▶ [Task]:
Would you write out all of the data exactly as it appears below?

▶ [Source records]:

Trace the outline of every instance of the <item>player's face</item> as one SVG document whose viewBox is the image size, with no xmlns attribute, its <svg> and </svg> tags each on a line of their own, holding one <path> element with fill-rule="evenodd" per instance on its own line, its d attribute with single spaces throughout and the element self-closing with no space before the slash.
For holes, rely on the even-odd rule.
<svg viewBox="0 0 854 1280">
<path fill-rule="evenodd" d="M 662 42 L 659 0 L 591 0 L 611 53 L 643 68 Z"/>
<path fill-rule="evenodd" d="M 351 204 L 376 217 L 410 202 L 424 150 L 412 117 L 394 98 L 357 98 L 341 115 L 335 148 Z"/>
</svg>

▶ [Solution below]:
Trace the outline of every instance of the <item>player's face</item> as one SVG document whose viewBox is the image size, with no xmlns attribute, its <svg> and </svg> tags each on a line of their own, holding one <path> element with fill-rule="evenodd" per instance on its own line, its d attribute with single spaces throughout and the element self-closing with no space before the slash.
For holes, rely on the even-odd rule.
<svg viewBox="0 0 854 1280">
<path fill-rule="evenodd" d="M 662 42 L 659 0 L 591 0 L 611 53 L 643 68 Z"/>
<path fill-rule="evenodd" d="M 351 204 L 376 217 L 410 202 L 424 150 L 412 117 L 394 98 L 357 98 L 341 115 L 335 148 Z"/>
</svg>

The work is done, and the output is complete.